EXERCISE REQUIREMENTS
In the passage on HIV research among transgender women, copy out the span that begins at the words "In the first" and stops after "to this group.", swapping "pre-exposure prophylaxis" for "preventive medication".

EXERCISE PASSAGE
__________________________________________________

Transgender women are a fast-growing and disenfranchised population of HIV-positive people in the United States, but few opportunities are available for transgender individuals to be involved in HIV research. Including the transgender community in HIV studies is necessary to design preventive and curative approaches that can be applied across the entire spectrum of genders.
In the first of a 2-part series, Sara Gianella, MD, on behalf of Infectious Disease Advisor, talks with Sheldon Morris, MD, associate professor of medicine at the University of California San Diego (UCSD) AntiViral Research Center about an upcoming pre-exposure prophylaxis (PrEP) study in transgender individuals that will look at understanding HIV prevention within this population, uptake of PrEP, adherence to treatment, and other issues unique to this group.
Infectious Disease Advisor: Dr Morris, are transgender people at greater risk for HIV infection than cisgender people?

__________________________________________________

GIVEN RECORDS
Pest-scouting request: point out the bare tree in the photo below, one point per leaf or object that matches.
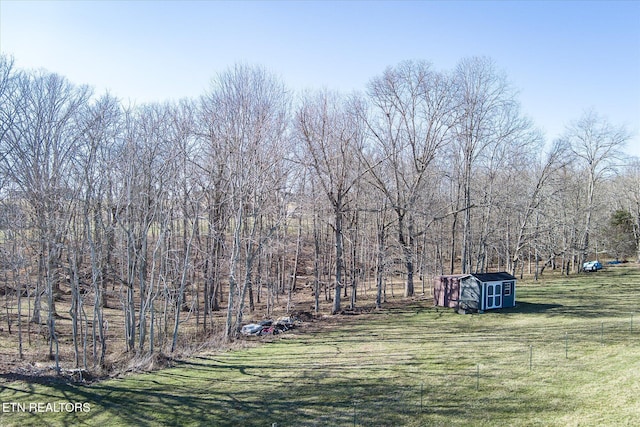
(596, 145)
(331, 137)
(490, 122)
(413, 115)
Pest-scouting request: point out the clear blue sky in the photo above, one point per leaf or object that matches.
(563, 57)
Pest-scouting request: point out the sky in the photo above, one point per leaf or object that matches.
(563, 57)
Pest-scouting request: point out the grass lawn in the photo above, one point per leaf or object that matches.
(568, 354)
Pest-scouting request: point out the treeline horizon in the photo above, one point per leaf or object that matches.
(182, 209)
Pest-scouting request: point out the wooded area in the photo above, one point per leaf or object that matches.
(183, 210)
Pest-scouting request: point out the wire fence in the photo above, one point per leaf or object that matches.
(494, 364)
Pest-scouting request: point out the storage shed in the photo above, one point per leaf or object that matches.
(475, 292)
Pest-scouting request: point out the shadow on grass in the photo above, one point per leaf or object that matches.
(312, 400)
(530, 307)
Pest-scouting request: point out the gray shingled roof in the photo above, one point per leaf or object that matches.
(493, 277)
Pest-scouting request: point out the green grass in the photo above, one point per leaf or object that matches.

__________________________________________________

RESULT OF THE EXERCISE
In the first of a 2-part series, Sara Gianella, MD, on behalf of Infectious Disease Advisor, talks with Sheldon Morris, MD, associate professor of medicine at the University of California San Diego (UCSD) AntiViral Research Center about an upcoming preventive medication (PrEP) study in transgender individuals that will look at understanding HIV prevention within this population, uptake of PrEP, adherence to treatment, and other issues unique to this group.